Obsidian and AI: Building a Research Knowledge Base That Compounds Over Time

Obsidian is a local-first note-taking app built on plain markdown files with bidirectional linking. When combined with AI tools, it becomes a personal knowledge system where your past reading and thinking actively help you with current work.

Why Obsidian for Research

Most researchers write reading notes that disappear into folders never read again. Obsidian’s bidirectional links and graph view reveal connections between notes — a note on “methodology X” automatically links to every paper you’ve read that used it. After 6–12 months of consistent note-taking, the graph becomes a queryable map of your knowledge that accelerates new literature work.

The Core Workflow

For each paper you read: create a note named by author-year-keyword (e.g., “Smith-2023-transfer-learning”). Include a 3-sentence summary, key claims with page numbers, methodology notes, and connections to other notes using [[double brackets]]. Write your own reaction: “This contradicts Schmidt-2022 because…” and “Could apply to my chapter 3 because…” Over time, the reaction notes contain your developing scholarly thinking.

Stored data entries
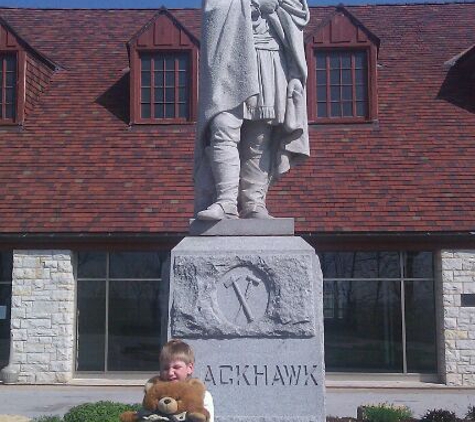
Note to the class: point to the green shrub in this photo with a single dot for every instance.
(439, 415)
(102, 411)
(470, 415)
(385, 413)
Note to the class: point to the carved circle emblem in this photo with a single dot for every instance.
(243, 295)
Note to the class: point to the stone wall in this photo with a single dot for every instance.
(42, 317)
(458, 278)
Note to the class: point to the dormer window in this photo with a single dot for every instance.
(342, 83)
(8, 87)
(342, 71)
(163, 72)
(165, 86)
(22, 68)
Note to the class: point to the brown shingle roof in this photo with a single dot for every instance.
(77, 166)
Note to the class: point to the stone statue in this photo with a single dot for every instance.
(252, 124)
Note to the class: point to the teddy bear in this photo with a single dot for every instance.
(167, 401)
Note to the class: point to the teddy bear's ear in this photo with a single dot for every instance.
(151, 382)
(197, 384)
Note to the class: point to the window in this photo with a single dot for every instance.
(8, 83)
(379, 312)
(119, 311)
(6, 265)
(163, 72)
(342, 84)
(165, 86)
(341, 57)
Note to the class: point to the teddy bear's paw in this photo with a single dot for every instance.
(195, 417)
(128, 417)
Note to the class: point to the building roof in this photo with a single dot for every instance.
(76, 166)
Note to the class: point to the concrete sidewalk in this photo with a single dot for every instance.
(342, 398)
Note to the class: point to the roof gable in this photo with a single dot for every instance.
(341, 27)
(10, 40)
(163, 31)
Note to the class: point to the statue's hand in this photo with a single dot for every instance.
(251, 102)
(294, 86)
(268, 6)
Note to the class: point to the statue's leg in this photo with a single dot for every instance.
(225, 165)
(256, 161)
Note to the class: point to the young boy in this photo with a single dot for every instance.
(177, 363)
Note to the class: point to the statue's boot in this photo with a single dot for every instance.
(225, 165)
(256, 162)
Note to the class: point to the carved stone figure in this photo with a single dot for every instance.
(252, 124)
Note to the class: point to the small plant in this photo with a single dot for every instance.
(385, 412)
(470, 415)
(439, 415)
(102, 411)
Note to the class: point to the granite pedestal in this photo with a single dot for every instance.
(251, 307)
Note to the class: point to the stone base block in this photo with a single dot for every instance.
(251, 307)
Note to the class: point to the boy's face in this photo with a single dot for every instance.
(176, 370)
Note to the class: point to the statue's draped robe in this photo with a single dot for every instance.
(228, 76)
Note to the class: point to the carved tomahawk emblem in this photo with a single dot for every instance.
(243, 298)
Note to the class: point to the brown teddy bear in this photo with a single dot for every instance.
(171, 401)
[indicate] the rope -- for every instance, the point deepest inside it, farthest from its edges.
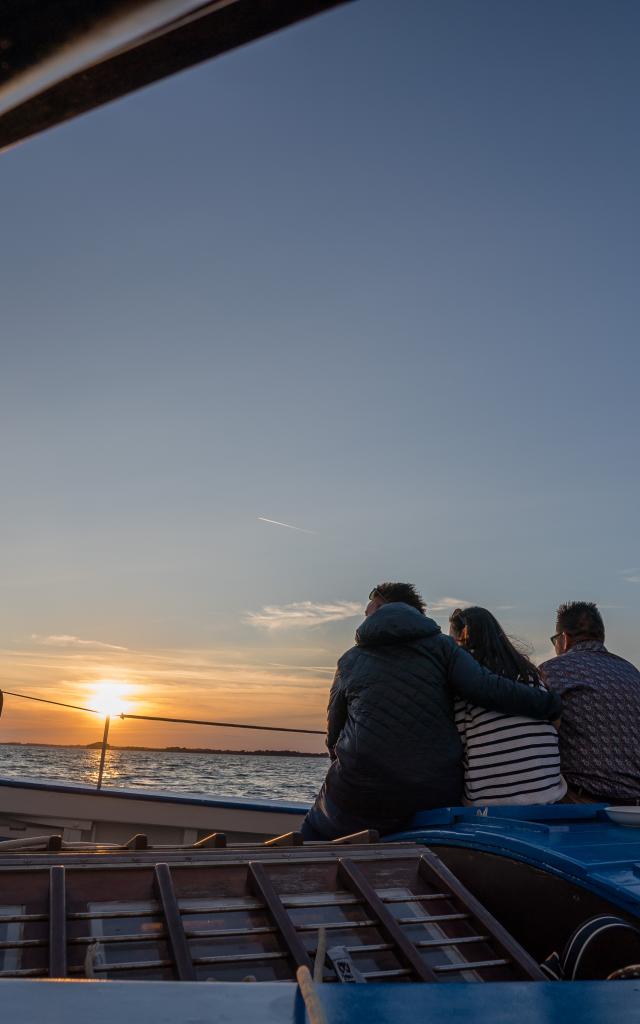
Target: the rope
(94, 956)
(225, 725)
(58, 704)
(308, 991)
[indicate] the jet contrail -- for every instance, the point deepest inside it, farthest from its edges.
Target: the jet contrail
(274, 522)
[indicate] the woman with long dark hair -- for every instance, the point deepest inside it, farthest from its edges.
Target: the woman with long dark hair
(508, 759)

| Task directions |
Carry on the article about building a research knowledge base in Obsidian with AI, starting right after its last sentence.

| Answer box |
AI Integration Points

Several Obsidian plugins connect to AI: Smart Connections (finds semantically similar notes when you open a new one), Text Generator (generates text within Obsidian using OpenAI/Claude APIs), and Obsidian Copilot (chat interface connected to your vault). These let you ask “What have I read about X?” and get answers from your own notes rather than from AI training data.

The Zettelkasten Method

The most productive long-term structure for research notes is Zettelkasten: each note contains one idea, ideas connect to related ideas, and the system grows by adding new idea notes and new connections. Niklas Luhmann developed this method and wrote 70+ books using it. For PhD researchers, starting a Zettelkasten in year 1 and maintaining it consistently produces a compounding intellectual asset by years 3–4.

Syncing and Backup

Obsidian vaults are plain markdown files — sync with iCloud, Dropbox, or Obsidian Sync. Back up to a private GitHub repository for version control. This setup means your knowledge base survives any device failure and has a full edit history.